## What to produce
Your answer should be the lines of the listing that contain the word "sample".
----------------------------------------
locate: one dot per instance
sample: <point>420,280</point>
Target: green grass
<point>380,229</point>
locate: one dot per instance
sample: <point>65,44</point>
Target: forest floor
----------------------------------------
## Response
sample: <point>420,280</point>
sample: <point>65,44</point>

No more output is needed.